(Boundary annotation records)
** START **
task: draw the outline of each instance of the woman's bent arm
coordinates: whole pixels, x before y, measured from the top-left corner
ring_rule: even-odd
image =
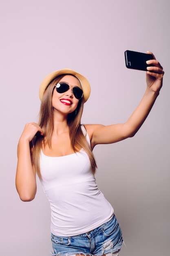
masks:
[[[26,124],[18,147],[16,187],[21,200],[24,201],[33,200],[37,190],[36,173],[32,165],[30,144],[38,131],[43,135],[42,129],[37,124]]]

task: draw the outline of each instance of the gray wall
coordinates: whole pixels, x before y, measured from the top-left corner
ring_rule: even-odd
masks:
[[[166,72],[149,116],[134,137],[99,145],[96,178],[112,204],[126,247],[122,256],[169,255],[169,0],[6,0],[1,26],[0,246],[4,256],[51,251],[49,204],[38,180],[35,199],[15,188],[18,142],[37,121],[39,86],[70,67],[89,80],[83,123],[126,121],[146,89],[145,74],[125,67],[124,52],[152,51]],[[93,213],[92,213],[93,214]]]

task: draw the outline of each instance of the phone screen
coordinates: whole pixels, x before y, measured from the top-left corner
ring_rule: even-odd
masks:
[[[148,65],[146,63],[146,61],[154,58],[152,54],[128,50],[125,52],[125,57],[128,68],[146,71],[147,67],[153,65]]]

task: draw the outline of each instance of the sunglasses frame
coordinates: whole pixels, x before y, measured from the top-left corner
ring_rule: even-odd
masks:
[[[62,85],[62,84],[63,84],[64,85],[66,85],[68,87],[68,89],[66,90],[66,91],[64,91],[64,92],[58,92],[57,91],[57,89],[60,88],[61,85]],[[58,85],[60,85],[60,86],[57,87]],[[64,93],[64,92],[67,92],[67,91],[69,90],[70,88],[71,88],[71,92],[73,94],[75,98],[76,98],[77,99],[78,99],[78,100],[81,99],[83,96],[83,90],[81,88],[79,88],[79,87],[77,87],[76,86],[71,88],[71,86],[70,86],[69,84],[68,84],[65,82],[61,82],[57,83],[57,84],[55,85],[55,86],[56,86],[55,88],[56,89],[56,91],[57,92],[58,92],[58,93]],[[81,98],[77,98],[76,97],[76,96],[77,95],[76,89],[77,89],[78,90],[81,90],[81,92],[82,92],[82,96],[81,97]]]

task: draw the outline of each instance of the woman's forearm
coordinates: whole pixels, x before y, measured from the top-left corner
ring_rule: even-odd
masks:
[[[29,141],[20,138],[18,148],[16,187],[21,200],[33,200],[36,192],[36,175],[32,166]]]

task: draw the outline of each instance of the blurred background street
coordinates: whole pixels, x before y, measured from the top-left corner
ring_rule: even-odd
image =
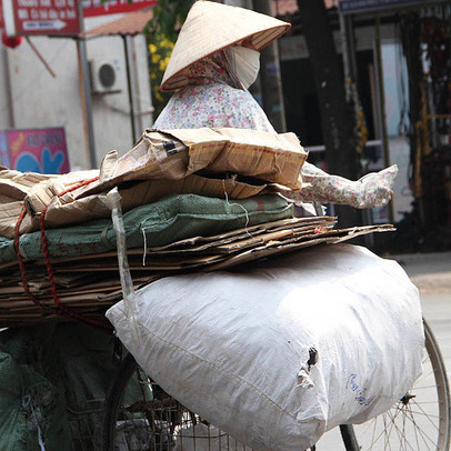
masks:
[[[397,260],[420,290],[423,315],[435,335],[447,367],[448,379],[450,379],[451,252],[398,254],[385,255],[385,258]],[[317,449],[318,451],[344,450],[339,430],[334,429],[324,434]]]

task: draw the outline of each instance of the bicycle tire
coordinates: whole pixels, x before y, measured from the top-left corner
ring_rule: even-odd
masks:
[[[447,372],[443,363],[443,358],[437,344],[437,340],[429,327],[424,321],[424,334],[425,334],[425,349],[427,357],[431,362],[431,367],[434,375],[434,385],[433,389],[438,393],[438,404],[439,404],[439,433],[437,439],[437,444],[434,448],[428,448],[433,451],[448,451],[450,447],[450,394],[449,394],[449,383],[447,378]],[[122,402],[127,385],[132,378],[132,374],[138,370],[138,365],[132,355],[127,355],[123,360],[121,368],[118,371],[117,378],[109,391],[109,394],[106,400],[106,412],[103,421],[103,432],[102,432],[102,451],[113,451],[117,433],[117,421],[118,413],[120,411],[120,404]],[[428,375],[428,374],[427,374]],[[421,381],[422,378],[419,379]],[[415,389],[415,385],[412,390]],[[410,394],[411,395],[411,394]],[[169,397],[169,395],[168,395]],[[405,397],[403,397],[405,398]],[[409,399],[411,401],[411,399]],[[174,401],[177,402],[177,401]],[[403,403],[404,401],[399,401]],[[399,403],[397,403],[399,404]],[[409,404],[409,403],[408,403]],[[408,405],[407,404],[407,405]],[[393,409],[398,409],[397,405]],[[412,413],[412,412],[410,412]],[[404,414],[404,413],[403,413]],[[387,415],[387,413],[382,414]],[[370,420],[362,425],[351,425],[344,424],[340,427],[342,440],[344,443],[344,449],[347,451],[367,451],[373,450],[374,448],[364,448],[362,445],[362,437],[359,428],[367,425],[370,422],[378,421],[382,415],[377,417],[373,420]],[[387,428],[385,428],[387,429]],[[383,448],[377,448],[378,450],[385,450],[387,443],[383,444]],[[403,448],[388,448],[388,449],[403,449]],[[409,447],[409,450],[415,450],[415,448]],[[425,448],[418,448],[418,450],[425,450]]]
[[[343,427],[345,433],[351,433],[357,439],[348,443],[344,440],[347,451],[448,451],[450,449],[450,390],[447,370],[430,325],[424,320],[423,324],[427,350],[423,364],[424,368],[430,365],[432,371],[423,371],[412,389],[389,412],[360,425]],[[433,378],[433,384],[431,384],[431,378]],[[429,393],[424,394],[421,390],[428,390]],[[428,400],[433,391],[437,402]],[[428,401],[418,401],[418,397]],[[432,408],[437,408],[437,415],[429,413]],[[378,424],[381,425],[381,423],[382,427],[378,429]],[[434,438],[431,437],[429,429],[428,432],[422,429],[423,424],[424,428],[437,429]],[[368,432],[371,434],[369,435]]]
** END **
# [GIVEN EXERCISE]
All entries must be written out again exactly as given, with no pictures in the copy.

# [FINISHED ANSWER]
task: draw the outline of each instance of the woman's bent arm
coordinates: whole pixels, x before y, measured from the top-left corner
ring_rule: even-odd
image =
masks:
[[[26,124],[18,147],[16,187],[21,200],[24,201],[33,200],[37,190],[36,173],[32,165],[30,144],[38,131],[43,135],[42,129],[37,124]]]

task: draw the outline of each instance of the gray wall
coordinates: whole pixels, x before y, measured from the top-left corner
ring_rule: even-odd
masks:
[[[166,72],[149,116],[134,137],[99,145],[96,178],[112,204],[126,247],[122,256],[169,255],[169,0],[6,0],[1,26],[0,246],[4,256],[51,251],[49,204],[38,180],[35,199],[15,188],[18,142],[37,121],[39,86],[70,67],[89,80],[83,123],[126,121],[146,89],[145,74],[125,67],[124,52],[152,51]],[[93,213],[92,213],[93,214]]]

task: draw the outline of each instance of the phone screen
coordinates: whole pixels, x before y, measured from the top-left corner
ring_rule: even-odd
masks:
[[[148,65],[146,63],[146,61],[154,58],[152,54],[128,50],[125,52],[125,57],[128,68],[146,71],[147,67],[153,65]]]

task: draw the outline of each instance of the sunglasses frame
coordinates: whole pixels, x before y, measured from the top-left corner
ring_rule: even-odd
masks:
[[[62,85],[62,84],[63,84],[64,85],[66,85],[68,87],[68,89],[66,90],[66,91],[64,91],[64,92],[58,92],[57,91],[57,89],[60,88],[61,85]],[[58,85],[60,85],[60,86],[57,87]],[[64,93],[64,92],[67,92],[67,91],[69,90],[70,88],[71,88],[71,92],[73,94],[75,98],[76,98],[77,99],[78,99],[78,100],[81,99],[83,96],[83,90],[81,88],[79,88],[79,87],[77,87],[76,86],[71,88],[71,86],[70,86],[69,84],[68,84],[65,82],[61,82],[57,83],[57,84],[55,85],[55,86],[56,86],[55,88],[56,89],[56,91],[57,92],[58,92],[58,93]],[[81,98],[77,98],[76,97],[76,96],[77,95],[76,89],[77,89],[78,90],[81,90],[81,92],[82,92],[82,96],[81,97]]]

task: draw the outline of each instance of the woman's forearm
coordinates: whole pixels, x before y, measured from the top-left corner
ring_rule: even-odd
masks:
[[[29,141],[20,138],[18,148],[16,187],[21,200],[33,200],[36,192],[36,175],[32,166]]]

task: draw the outline of each instance of the blurred background street
coordinates: whole pixels, x before y, measured from the top-left corner
ring_rule: even-odd
image =
masks:
[[[397,260],[420,290],[423,315],[435,335],[447,367],[448,379],[450,379],[451,252],[398,254],[385,255],[385,258]],[[317,449],[318,451],[344,450],[339,430],[334,429],[324,434]]]

task: draw the outline of each instance of the bicycle tire
coordinates: whole pixels, x before y, measured from the top-left corner
ring_rule: even-odd
masks:
[[[447,372],[443,363],[443,358],[437,344],[437,340],[429,327],[424,321],[424,334],[425,334],[425,349],[427,357],[431,362],[431,367],[434,375],[434,385],[433,389],[438,393],[438,404],[439,404],[439,433],[437,439],[437,444],[434,448],[428,448],[433,451],[448,451],[450,447],[450,394],[449,394],[449,383],[447,378]],[[122,402],[127,385],[132,378],[132,374],[138,370],[138,365],[132,355],[127,355],[123,360],[121,368],[118,371],[117,378],[109,391],[109,394],[106,400],[106,412],[103,421],[103,432],[102,432],[102,451],[113,451],[117,433],[117,421],[118,413],[120,411],[120,404]],[[428,375],[428,374],[427,374]],[[421,381],[422,378],[419,379]],[[415,389],[415,385],[412,390]],[[410,394],[411,395],[411,394]],[[169,397],[169,395],[168,395]],[[405,397],[403,397],[405,398]],[[409,399],[411,401],[411,399]],[[174,401],[177,402],[177,401]],[[403,403],[404,401],[399,401]],[[399,403],[397,403],[399,404]],[[409,404],[409,403],[408,403]],[[408,405],[407,404],[407,405]],[[393,409],[398,409],[397,405]],[[412,413],[412,412],[410,412]],[[404,414],[404,413],[403,413]],[[387,415],[387,413],[382,414]],[[370,420],[362,425],[351,425],[344,424],[340,427],[342,440],[344,443],[344,449],[347,451],[367,451],[373,450],[374,448],[364,448],[362,445],[362,437],[359,428],[367,425],[370,422],[378,421],[382,415],[377,417],[373,420]],[[387,428],[385,428],[387,429]],[[383,448],[377,448],[378,450],[385,450],[387,443],[383,444]],[[403,448],[388,448],[388,449],[403,449]],[[409,447],[409,450],[415,450],[415,448]],[[425,448],[418,448],[418,450],[425,450]]]
[[[343,427],[345,433],[351,433],[357,439],[348,443],[344,440],[347,451],[448,451],[450,449],[450,390],[447,370],[430,325],[424,320],[423,324],[427,350],[423,364],[424,368],[430,365],[432,371],[423,371],[412,389],[389,412],[360,425]],[[433,378],[433,384],[431,384],[431,378]],[[429,393],[424,394],[421,390],[428,390]],[[428,400],[433,391],[437,402]],[[428,401],[418,401],[418,397]],[[432,408],[437,408],[437,415],[429,413]],[[378,424],[381,425],[381,423],[382,427],[378,429]],[[434,438],[431,437],[429,429],[428,432],[422,429],[423,424],[424,428],[437,429]],[[368,432],[371,434],[369,435]]]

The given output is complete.